------ TEXT UNDER STUDY ------

Today's Topic: Defining Data Quality
Loma, Kaeli, and Jorge from the Avian Conservation Laboratory in the UW's School of Environmental and Forest Sciences kindly agreed to answer a few questions about data quality in their field of research. Let us know your experiences with data quality by tweeting with the hashtag #LYD17 to @UWLibsData.
Provide a brief introduction to yourself and your lab/team:
Kaeli: "I study the behavior of crows around dead crows (ethology/thanatology). Most other people in my lab also work on birds, but our individual studies, areas of research and methodologies vary greatly."
Jorge: "I'm an international student from Chile working on the Avian Conservation Lab of John Marzluff at the School of Environmental and Forest Sciences."
What does data look like in your area of research?
Kaeli: "My data is generally measurements of time (x seconds spent doing a particular thing or in a particular place) binary measurements (did or didn't something occur) and count data such as the number of birds present or the number of times an action occurred."

------ GIVEN INFORMATION ------

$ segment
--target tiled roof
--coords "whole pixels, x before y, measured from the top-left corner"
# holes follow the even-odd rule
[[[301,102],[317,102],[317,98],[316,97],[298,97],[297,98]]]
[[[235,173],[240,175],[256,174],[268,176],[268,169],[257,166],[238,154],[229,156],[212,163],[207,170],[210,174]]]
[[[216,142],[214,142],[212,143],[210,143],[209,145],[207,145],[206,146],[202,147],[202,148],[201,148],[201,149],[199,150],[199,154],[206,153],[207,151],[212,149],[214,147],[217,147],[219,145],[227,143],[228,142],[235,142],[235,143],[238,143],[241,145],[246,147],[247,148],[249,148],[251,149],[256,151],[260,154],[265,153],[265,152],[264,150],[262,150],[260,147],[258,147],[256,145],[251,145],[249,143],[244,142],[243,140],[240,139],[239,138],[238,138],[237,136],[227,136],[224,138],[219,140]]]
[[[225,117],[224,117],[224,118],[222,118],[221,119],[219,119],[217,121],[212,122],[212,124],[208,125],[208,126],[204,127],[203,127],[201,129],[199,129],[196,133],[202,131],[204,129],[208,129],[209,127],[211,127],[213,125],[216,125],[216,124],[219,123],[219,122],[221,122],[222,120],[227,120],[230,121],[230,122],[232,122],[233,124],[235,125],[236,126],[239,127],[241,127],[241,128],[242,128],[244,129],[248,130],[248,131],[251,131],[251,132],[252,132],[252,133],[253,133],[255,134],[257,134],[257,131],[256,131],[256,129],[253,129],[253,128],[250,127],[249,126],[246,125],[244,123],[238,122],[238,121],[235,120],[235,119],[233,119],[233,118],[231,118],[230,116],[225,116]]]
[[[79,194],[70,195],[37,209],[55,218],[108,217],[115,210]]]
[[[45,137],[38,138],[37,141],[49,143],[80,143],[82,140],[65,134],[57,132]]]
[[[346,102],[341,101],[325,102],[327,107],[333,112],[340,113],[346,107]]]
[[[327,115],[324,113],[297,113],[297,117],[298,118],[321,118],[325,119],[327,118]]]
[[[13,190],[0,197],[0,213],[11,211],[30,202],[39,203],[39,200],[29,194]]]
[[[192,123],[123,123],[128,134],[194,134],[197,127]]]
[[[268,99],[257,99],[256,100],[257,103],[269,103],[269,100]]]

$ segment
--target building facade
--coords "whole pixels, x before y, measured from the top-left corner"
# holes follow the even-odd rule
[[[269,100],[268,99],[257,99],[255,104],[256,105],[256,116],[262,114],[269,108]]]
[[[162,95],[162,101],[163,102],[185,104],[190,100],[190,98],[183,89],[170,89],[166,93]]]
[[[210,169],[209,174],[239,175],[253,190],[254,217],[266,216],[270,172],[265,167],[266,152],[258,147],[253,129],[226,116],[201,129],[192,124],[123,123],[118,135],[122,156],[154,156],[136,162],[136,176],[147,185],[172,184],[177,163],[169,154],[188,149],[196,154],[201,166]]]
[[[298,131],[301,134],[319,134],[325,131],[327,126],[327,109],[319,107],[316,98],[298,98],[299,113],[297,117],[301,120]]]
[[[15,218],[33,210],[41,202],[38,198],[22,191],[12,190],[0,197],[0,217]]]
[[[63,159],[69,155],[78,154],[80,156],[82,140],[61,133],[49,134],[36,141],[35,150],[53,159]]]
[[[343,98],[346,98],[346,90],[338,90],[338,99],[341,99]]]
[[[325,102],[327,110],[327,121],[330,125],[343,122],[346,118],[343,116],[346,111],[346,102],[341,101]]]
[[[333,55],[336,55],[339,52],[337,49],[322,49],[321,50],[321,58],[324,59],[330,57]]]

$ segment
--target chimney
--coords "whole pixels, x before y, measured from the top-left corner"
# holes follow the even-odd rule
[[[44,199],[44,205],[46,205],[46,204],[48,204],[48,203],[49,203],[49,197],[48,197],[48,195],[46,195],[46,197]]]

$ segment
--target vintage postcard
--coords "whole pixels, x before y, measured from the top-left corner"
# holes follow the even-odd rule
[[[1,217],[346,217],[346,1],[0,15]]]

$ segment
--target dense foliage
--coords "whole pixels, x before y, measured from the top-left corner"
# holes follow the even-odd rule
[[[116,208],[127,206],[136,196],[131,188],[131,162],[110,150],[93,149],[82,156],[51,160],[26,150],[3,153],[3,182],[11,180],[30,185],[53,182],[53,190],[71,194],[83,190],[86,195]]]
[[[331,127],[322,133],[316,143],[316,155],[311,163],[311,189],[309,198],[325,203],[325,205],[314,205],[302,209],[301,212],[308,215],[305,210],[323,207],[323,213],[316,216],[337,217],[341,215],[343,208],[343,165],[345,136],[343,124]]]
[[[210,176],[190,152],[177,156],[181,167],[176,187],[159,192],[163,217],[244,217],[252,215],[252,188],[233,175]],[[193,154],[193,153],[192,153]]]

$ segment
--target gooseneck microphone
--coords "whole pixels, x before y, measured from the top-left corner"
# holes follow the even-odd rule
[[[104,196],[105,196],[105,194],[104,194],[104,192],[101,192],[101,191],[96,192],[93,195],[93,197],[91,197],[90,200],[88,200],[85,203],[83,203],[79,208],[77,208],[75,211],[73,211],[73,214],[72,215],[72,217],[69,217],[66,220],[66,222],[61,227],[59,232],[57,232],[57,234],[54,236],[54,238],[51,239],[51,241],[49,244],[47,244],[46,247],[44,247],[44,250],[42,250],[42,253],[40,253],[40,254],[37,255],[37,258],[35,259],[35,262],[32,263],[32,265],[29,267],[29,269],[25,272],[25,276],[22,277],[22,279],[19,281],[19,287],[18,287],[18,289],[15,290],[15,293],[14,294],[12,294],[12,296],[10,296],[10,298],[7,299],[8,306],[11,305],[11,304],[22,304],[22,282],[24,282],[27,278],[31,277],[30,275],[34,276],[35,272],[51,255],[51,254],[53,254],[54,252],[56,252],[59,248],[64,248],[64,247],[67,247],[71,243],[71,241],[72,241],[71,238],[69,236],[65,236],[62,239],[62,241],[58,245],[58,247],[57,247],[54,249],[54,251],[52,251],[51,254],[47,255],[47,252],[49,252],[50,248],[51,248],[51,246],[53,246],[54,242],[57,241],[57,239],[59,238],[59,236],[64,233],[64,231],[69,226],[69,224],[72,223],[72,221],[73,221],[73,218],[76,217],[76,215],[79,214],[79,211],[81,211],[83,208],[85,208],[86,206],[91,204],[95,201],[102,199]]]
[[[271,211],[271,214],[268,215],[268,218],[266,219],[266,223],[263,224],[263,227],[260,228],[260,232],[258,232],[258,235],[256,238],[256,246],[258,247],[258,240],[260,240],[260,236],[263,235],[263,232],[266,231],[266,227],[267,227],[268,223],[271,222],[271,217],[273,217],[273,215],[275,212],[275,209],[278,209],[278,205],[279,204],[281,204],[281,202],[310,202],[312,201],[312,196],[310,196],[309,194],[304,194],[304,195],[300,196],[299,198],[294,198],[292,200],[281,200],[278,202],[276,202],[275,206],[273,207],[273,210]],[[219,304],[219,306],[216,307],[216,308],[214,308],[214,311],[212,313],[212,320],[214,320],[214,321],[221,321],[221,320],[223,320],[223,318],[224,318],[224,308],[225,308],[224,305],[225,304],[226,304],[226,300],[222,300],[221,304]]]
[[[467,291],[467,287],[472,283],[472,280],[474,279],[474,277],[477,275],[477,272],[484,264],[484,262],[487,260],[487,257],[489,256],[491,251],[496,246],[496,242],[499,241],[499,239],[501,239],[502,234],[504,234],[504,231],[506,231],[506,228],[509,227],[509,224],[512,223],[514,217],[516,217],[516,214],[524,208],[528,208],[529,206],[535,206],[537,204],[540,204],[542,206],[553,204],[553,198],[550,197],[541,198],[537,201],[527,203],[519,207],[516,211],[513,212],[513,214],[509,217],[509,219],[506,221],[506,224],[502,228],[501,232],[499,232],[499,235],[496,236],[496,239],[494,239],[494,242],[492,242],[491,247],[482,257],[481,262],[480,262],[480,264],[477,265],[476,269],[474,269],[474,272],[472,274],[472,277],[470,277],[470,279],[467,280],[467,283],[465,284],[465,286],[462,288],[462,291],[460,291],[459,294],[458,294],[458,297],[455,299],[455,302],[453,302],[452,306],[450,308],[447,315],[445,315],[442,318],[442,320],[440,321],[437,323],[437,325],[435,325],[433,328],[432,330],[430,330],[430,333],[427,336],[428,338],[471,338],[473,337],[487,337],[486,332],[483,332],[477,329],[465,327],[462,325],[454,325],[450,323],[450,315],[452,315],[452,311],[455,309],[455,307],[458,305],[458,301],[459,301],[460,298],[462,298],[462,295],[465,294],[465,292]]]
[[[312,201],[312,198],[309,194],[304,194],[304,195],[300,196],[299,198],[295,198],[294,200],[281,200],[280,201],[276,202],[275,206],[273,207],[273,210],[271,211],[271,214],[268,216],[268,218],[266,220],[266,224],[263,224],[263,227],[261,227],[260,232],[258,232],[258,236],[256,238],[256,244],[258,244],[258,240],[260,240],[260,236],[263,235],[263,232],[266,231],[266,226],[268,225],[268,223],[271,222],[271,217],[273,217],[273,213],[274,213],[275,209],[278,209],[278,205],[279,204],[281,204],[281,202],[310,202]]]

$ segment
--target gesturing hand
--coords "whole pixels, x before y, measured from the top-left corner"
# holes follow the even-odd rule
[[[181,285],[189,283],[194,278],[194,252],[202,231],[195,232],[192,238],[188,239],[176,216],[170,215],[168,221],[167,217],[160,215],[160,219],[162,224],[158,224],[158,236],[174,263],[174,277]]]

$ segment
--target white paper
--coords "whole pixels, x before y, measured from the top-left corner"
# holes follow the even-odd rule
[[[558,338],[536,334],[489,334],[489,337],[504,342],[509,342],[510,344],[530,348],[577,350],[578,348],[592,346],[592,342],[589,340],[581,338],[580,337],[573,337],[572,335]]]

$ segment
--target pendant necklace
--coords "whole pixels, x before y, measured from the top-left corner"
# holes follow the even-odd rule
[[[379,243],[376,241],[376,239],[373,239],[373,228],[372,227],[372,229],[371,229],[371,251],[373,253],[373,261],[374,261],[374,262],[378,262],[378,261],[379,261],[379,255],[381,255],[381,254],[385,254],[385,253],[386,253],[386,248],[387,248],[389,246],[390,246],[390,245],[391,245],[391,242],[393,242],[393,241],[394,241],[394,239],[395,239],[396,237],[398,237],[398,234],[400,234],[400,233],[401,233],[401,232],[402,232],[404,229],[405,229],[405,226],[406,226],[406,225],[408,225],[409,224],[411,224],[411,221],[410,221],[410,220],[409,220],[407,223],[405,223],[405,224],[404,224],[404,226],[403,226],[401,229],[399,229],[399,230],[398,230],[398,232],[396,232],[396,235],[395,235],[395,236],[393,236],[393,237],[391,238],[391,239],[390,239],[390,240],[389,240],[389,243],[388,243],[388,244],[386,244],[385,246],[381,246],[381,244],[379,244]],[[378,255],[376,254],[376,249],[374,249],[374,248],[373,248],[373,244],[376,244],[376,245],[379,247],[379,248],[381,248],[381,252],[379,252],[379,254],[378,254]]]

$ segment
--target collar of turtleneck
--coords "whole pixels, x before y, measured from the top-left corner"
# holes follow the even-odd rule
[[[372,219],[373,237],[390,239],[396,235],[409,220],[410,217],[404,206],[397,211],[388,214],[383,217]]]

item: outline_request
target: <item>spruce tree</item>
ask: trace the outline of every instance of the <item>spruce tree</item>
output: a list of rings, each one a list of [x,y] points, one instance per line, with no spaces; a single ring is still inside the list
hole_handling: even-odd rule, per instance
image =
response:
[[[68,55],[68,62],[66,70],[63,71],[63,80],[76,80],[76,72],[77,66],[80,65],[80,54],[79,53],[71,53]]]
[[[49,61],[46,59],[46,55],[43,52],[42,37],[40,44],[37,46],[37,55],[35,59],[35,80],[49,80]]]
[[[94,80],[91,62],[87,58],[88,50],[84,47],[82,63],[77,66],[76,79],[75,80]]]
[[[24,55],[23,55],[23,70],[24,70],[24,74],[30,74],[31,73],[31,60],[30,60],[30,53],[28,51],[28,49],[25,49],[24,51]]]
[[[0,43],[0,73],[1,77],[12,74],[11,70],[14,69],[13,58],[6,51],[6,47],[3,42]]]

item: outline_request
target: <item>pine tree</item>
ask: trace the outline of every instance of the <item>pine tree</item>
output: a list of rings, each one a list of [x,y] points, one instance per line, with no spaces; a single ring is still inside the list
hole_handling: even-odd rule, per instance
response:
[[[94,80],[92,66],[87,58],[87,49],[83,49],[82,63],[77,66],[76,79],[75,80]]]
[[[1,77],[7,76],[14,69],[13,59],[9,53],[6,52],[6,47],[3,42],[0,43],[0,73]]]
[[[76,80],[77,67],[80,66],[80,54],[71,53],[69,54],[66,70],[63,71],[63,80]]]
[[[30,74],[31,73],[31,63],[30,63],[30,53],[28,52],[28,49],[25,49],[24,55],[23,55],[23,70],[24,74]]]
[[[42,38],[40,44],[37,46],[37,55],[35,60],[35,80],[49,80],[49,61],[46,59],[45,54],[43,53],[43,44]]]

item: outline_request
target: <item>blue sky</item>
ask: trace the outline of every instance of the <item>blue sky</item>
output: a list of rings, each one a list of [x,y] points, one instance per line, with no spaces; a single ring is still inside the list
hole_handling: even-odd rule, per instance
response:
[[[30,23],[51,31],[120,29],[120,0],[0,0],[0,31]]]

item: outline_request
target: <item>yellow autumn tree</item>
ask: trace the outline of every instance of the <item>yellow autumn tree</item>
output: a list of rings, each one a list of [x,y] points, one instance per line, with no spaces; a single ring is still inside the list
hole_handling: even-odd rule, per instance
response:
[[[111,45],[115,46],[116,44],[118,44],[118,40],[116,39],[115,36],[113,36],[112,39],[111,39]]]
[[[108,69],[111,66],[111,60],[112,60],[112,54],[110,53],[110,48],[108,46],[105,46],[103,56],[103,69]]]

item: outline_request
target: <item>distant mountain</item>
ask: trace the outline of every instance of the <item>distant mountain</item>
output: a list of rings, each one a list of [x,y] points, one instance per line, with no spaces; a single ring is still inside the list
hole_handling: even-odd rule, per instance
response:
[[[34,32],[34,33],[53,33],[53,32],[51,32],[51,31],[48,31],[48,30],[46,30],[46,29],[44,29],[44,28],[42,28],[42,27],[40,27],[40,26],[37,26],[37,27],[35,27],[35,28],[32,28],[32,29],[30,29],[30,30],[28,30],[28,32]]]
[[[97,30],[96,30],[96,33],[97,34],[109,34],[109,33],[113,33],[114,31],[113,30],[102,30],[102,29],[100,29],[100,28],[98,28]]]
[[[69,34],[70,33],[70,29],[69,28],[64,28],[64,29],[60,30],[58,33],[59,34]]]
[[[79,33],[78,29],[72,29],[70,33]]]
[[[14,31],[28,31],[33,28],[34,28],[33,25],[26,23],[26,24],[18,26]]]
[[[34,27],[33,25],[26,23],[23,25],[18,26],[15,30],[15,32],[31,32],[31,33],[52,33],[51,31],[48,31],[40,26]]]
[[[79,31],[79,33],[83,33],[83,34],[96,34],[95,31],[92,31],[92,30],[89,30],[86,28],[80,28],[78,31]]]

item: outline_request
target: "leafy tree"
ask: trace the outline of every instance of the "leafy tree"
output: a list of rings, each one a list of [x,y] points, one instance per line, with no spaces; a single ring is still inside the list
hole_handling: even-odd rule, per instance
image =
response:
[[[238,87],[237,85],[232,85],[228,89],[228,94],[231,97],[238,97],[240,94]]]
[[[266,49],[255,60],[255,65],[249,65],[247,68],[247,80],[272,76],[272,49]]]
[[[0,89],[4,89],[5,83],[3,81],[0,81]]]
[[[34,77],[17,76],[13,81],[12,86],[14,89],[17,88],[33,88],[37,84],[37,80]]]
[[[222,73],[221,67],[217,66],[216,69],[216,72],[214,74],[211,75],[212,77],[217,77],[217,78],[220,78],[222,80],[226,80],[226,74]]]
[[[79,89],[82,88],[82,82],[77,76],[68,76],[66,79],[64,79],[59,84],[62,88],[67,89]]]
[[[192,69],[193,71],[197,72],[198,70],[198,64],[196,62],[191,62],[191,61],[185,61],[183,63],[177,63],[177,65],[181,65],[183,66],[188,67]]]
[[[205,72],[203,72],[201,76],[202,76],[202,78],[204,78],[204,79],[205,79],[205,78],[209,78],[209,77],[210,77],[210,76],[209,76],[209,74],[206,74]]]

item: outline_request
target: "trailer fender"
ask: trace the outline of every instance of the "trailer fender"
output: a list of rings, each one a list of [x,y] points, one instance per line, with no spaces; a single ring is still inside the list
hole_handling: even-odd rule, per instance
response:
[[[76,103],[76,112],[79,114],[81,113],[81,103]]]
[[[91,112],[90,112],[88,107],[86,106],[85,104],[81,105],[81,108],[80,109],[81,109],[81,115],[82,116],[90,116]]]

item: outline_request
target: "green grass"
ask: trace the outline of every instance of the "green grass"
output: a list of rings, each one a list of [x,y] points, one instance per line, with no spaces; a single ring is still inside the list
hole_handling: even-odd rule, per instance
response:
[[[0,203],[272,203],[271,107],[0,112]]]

------

### PROBLEMS TO WORK ON
1: Answer these questions from the data quality interview, one line each:
(a) Which hashtag are readers asked to use when tweeting about their experiences?
(b) What does Kaeli study?
(c) Which country is Jorge from?
2: Summarize the data quality interview in two sentences.
3: Carry on the data quality interview from the point where it stops.
The entries have nothing to do with the data quality interview.

### EXPECTED RESPONSES
1:
(a) #LYD17
(b) The behavior of crows around dead crows.
(c) Chile.

2: Loma, Kaeli, and Jorge from the Avian Conservation Laboratory in the UW's School of Environmental and Forest Sciences answered questions about data quality in their research. Kaeli, who studies the behavior of crows around dead crows, said her data are generally measurements of time, binary measurements, and counts.

3:
Jorge: "I have many different kinds of data. I have spatial data that includes locations and attributes of certain aspects of what individual animals I studied did on such places. I also have data on abundance of different bird species on the greater Seattle area."
The message for today is: "Data quality is the degree to which data meets the purposes and requirements of its use. Depending on the uses, good quality data may refer to complete, accurate, credible, consistent or “good enough” data." How would you define quality data in your field? Are there any standards for assuring data quality? How do you and your fellow researchers distinguish between quality data and questionable data?
Loma: "I've never thought of this before. I would assume that directly observable quantitative data would be considered better quality than qualitative data."
Kaeli: "This is actually a really hard question. It would probably be really difficult for me to just look at someone's data and determine if it was of poor quality. Perhaps if I was looking at their raw data sheets and noticed a lot of missing information, but otherwise the devil is in the methodological approach not necessarily the data itself. So I would question the data if say all but two data points were collected at a very specific time of day. Any standards for collecting quality data really come from both your field of study and what statistical methods you plan to use."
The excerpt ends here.